Given task:
Can you copy, character for character, the lines of the entries between the line holding "If any blue" and the line holding "11;43;40;59", inclusive?

"""

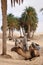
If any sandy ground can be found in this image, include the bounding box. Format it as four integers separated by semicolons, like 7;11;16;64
0;32;43;65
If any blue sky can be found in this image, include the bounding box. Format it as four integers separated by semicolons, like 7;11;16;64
0;0;43;32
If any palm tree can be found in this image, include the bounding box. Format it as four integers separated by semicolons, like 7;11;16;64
1;0;23;55
40;8;43;14
7;14;19;40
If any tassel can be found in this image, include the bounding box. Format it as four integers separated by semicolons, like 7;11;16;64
22;0;23;3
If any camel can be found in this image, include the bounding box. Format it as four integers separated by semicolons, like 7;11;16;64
11;38;40;60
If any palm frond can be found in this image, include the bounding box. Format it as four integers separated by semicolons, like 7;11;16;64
11;0;23;6
40;8;43;11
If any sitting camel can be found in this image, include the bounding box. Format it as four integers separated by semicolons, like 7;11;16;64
11;43;40;59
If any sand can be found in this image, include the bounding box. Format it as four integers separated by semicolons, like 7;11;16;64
0;34;43;65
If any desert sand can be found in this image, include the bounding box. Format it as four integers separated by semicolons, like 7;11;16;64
0;34;43;65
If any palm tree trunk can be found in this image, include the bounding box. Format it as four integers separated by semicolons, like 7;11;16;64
9;28;11;40
27;25;30;38
1;0;7;55
12;29;13;40
32;31;34;38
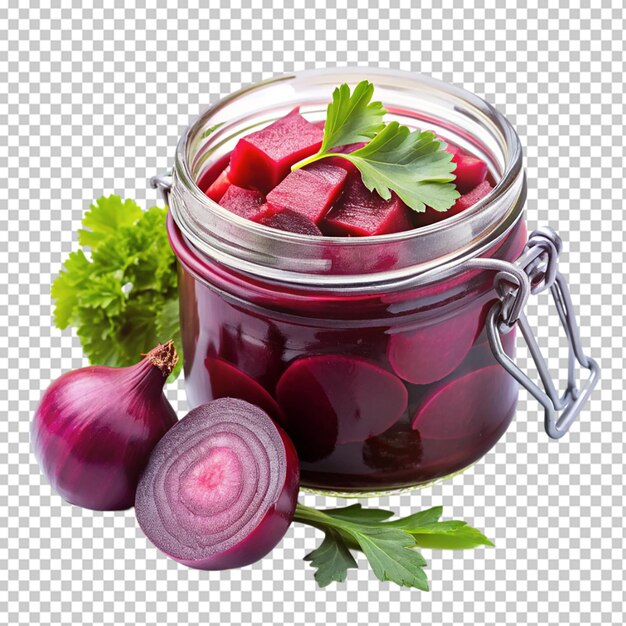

"""

Solved exercise:
If any blue sky can be found in this image, include the bounding box. Format it as four integers separated by semicolons, like 7;11;16;64
0;0;43;32
If any palm tree can be found in this image, include the bounding box. Format it as four integers separated by semicolons, like 7;11;16;64
1;0;23;55
40;8;43;14
7;14;19;40
If any tassel can be found in this image, include the bounding box. Format it as four integers separated by semicolons, like 7;11;16;64
22;0;23;3
If any camel can be found in this image, include the bounding box. Format it as four integers separated by semicolons, like 7;11;16;64
11;38;40;60
If any palm frond can be found in this image, include the bounding box. Format it as four integers separated by semicolons, like 7;11;16;64
11;0;23;6
40;8;43;11
If any sitting camel can be found in this image, include the bounding box. Format it as four integers separated by semicolons, like 7;11;16;64
11;43;40;59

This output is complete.